▶ Set task: Reproduce the part of the records that opens with the line containing "Could you confirm whether any green foliage" and closes with the line containing "158 53 163 58", swapping "traffic cone" for "road barrier" and leaving everything else unchanged.
+ + + + +
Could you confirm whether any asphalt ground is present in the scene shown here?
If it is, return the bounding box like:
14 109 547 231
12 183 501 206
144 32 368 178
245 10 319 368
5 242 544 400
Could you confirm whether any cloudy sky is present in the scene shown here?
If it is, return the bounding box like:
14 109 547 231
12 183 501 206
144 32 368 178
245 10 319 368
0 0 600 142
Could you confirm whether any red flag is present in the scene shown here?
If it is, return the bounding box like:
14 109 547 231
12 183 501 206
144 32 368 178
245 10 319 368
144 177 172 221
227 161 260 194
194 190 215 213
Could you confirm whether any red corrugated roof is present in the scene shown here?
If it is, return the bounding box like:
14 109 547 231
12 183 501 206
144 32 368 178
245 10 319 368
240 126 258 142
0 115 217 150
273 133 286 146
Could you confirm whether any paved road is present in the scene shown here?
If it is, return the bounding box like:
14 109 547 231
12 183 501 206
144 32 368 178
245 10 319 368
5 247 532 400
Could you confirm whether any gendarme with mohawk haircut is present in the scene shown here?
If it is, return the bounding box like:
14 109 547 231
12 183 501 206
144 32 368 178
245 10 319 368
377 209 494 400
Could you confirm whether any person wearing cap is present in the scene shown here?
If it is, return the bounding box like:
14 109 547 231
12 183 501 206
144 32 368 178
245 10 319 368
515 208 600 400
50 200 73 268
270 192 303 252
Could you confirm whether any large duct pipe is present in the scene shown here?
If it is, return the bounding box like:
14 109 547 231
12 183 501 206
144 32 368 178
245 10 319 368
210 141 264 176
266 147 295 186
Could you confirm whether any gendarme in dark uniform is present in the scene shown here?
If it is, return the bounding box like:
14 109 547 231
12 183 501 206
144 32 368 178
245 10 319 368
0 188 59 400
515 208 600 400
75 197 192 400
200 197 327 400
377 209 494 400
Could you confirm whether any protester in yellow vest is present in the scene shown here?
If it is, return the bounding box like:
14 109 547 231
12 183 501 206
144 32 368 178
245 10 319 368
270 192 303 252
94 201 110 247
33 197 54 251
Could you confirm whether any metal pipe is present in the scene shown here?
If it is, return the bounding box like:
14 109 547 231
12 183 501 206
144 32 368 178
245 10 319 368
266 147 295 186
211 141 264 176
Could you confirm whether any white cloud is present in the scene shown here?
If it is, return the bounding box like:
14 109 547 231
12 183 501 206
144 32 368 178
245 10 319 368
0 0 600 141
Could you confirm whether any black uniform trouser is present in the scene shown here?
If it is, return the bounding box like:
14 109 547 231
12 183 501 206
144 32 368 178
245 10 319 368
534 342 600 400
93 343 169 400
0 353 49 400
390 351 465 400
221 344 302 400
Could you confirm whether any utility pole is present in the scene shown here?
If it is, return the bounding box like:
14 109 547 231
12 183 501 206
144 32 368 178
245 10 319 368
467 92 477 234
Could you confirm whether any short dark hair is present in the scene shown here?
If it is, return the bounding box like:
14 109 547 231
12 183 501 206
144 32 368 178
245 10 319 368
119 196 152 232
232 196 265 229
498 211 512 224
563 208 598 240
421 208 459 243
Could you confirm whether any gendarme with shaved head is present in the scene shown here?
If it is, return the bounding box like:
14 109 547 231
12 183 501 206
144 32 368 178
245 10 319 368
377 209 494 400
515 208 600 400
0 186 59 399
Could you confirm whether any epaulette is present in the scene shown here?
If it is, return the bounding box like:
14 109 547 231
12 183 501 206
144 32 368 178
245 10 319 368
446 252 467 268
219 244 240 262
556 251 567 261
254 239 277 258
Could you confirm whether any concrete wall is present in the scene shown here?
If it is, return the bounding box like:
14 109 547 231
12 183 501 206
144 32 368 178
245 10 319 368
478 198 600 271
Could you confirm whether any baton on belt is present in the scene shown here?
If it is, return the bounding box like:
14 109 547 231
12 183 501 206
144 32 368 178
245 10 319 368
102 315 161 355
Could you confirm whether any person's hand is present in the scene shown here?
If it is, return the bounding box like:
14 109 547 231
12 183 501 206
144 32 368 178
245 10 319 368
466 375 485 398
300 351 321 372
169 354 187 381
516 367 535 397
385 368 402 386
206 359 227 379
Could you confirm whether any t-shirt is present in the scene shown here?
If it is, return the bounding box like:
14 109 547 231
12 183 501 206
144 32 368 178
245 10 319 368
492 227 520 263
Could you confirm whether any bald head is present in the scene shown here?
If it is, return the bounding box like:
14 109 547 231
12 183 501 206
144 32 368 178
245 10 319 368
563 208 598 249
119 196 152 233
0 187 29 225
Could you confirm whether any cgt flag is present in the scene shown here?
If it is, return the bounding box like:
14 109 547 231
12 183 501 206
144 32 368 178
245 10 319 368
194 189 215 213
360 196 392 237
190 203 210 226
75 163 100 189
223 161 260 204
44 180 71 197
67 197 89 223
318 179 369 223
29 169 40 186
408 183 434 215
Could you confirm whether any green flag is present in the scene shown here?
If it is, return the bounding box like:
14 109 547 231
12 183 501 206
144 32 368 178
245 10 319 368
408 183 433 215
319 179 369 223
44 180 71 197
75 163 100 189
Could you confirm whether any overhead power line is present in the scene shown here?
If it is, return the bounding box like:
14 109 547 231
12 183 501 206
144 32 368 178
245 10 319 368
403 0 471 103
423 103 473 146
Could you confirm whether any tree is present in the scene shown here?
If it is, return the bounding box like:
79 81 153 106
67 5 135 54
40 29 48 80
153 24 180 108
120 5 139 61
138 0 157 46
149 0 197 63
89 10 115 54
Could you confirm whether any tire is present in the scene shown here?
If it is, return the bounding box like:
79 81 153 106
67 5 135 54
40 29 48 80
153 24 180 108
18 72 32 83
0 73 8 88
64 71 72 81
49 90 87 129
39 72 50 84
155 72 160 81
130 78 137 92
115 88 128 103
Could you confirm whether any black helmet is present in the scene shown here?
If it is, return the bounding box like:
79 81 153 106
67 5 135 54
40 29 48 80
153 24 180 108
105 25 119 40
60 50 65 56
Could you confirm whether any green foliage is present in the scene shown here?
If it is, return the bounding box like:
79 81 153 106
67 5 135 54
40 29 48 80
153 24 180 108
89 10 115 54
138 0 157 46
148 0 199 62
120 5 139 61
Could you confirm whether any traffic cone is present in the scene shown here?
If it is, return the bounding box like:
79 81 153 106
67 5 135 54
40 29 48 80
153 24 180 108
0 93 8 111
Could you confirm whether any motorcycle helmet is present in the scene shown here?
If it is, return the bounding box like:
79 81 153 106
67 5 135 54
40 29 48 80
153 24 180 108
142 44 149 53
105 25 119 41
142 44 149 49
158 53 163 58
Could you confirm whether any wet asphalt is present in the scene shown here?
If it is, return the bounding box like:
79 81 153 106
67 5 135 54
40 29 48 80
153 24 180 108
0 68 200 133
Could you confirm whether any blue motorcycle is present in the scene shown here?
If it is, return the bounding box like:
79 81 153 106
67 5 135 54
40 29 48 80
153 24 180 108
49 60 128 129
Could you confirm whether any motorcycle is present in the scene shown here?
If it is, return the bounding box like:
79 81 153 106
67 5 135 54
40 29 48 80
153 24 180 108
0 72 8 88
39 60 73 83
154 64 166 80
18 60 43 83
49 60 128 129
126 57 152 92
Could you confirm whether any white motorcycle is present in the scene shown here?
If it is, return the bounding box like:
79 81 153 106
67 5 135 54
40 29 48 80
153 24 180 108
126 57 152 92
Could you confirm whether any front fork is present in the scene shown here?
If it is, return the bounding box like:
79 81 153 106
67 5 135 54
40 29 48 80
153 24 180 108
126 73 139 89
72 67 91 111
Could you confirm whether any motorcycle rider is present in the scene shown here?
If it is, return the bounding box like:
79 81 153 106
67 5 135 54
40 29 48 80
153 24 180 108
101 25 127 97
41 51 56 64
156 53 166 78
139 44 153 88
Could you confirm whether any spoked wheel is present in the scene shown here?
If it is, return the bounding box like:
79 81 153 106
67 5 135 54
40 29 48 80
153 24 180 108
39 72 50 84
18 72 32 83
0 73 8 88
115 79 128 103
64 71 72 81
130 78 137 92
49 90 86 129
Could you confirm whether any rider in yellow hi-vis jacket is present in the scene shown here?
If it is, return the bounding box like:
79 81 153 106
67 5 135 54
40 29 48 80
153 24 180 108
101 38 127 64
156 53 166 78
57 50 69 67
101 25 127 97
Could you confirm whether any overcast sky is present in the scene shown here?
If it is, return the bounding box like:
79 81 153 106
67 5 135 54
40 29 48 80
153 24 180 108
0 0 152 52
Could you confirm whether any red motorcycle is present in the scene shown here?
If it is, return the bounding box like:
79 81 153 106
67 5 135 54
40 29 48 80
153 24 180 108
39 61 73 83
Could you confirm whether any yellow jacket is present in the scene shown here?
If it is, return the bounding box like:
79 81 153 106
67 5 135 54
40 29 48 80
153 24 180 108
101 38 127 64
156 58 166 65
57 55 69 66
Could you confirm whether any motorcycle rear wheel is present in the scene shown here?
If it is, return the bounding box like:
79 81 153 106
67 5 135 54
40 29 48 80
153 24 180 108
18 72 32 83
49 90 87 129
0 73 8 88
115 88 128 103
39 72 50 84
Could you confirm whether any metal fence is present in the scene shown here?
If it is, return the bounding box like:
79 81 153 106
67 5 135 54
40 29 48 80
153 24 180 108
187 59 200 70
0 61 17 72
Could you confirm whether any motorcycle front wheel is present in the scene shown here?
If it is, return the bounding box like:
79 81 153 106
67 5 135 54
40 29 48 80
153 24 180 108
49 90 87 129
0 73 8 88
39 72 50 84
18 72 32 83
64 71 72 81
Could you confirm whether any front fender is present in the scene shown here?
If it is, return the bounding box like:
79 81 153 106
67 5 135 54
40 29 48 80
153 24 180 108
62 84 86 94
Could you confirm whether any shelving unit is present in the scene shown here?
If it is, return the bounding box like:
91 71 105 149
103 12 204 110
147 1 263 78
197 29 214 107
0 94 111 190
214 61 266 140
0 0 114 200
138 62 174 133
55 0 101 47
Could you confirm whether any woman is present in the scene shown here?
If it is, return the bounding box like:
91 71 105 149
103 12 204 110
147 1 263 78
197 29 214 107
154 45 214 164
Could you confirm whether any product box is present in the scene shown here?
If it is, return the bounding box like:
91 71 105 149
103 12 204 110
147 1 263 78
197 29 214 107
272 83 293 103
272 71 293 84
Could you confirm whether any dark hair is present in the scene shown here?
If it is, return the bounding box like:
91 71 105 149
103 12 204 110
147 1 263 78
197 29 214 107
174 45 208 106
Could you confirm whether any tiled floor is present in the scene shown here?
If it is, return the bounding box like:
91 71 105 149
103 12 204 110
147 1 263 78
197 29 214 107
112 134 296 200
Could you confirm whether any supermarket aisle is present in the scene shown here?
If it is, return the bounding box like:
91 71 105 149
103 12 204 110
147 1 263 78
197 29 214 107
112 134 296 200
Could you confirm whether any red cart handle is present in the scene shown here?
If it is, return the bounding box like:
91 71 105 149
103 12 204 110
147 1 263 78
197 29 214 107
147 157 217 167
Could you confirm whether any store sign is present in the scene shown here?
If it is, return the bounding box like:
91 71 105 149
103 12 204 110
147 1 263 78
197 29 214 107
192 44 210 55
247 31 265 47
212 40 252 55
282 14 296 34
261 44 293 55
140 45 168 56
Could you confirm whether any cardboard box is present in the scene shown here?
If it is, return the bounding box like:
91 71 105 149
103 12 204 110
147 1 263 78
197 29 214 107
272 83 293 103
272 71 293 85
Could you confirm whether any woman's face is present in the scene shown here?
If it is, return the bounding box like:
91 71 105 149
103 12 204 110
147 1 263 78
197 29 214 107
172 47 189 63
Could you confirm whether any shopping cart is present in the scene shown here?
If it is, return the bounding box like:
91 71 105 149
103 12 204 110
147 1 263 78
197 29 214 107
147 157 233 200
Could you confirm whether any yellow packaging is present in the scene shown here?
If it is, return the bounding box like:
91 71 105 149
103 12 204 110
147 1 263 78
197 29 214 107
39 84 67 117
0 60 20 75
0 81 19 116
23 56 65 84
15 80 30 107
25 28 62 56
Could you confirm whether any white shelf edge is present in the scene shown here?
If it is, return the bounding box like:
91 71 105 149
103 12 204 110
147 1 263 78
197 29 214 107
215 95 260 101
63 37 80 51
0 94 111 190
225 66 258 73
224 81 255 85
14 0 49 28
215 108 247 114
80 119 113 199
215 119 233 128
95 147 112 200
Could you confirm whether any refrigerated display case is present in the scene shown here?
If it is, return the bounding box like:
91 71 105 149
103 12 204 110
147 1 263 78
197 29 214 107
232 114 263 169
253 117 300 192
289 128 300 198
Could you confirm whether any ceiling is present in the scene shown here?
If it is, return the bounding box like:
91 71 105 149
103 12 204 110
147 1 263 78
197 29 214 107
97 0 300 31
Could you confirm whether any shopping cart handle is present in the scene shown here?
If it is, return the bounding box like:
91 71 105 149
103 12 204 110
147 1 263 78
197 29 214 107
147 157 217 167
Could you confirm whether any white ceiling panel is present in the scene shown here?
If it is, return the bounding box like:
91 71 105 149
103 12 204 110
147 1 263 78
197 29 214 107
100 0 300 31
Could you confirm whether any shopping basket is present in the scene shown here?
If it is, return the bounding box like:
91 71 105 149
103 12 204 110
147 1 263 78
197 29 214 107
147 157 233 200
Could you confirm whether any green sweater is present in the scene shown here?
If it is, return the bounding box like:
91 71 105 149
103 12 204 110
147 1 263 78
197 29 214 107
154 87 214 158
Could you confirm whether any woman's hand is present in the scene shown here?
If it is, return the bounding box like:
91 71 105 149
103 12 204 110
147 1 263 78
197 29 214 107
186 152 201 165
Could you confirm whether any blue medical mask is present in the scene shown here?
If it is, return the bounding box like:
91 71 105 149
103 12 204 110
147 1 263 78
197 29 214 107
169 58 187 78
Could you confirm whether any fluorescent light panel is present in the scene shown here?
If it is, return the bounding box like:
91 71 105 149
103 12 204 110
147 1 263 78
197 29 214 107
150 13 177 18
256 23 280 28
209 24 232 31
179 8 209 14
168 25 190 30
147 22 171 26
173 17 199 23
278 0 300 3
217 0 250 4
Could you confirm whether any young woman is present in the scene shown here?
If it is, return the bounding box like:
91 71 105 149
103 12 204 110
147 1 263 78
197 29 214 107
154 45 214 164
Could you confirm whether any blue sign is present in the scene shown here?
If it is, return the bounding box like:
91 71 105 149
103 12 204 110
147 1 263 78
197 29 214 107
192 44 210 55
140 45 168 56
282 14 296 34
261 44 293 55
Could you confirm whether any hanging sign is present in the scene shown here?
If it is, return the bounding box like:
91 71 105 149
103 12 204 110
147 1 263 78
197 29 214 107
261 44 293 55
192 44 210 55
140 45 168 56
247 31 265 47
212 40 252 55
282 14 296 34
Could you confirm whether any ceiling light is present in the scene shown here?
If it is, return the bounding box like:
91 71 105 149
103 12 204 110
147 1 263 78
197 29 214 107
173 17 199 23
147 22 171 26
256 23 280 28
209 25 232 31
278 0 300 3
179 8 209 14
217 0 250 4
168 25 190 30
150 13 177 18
+ + + + +
▶ Result:
Could you confirm whether any green foliage is present in the scene shown here?
If it is, return the bounding box like:
79 81 153 106
67 5 135 54
40 29 48 80
153 24 180 108
89 10 115 54
138 0 157 46
148 0 199 62
120 5 139 61
Could you confirm whether any road barrier is present in the scene shown here?
If it is, return the bounding box like:
79 81 153 106
67 5 135 54
40 29 48 80
153 24 180 108
0 93 8 111
Could you confirm whether any motorcycle helmet is present in the scene shown here?
If it is, return the bounding box like:
79 81 153 106
67 5 135 54
40 29 48 80
153 24 180 108
142 44 149 53
105 25 119 41
142 44 149 49
158 53 163 58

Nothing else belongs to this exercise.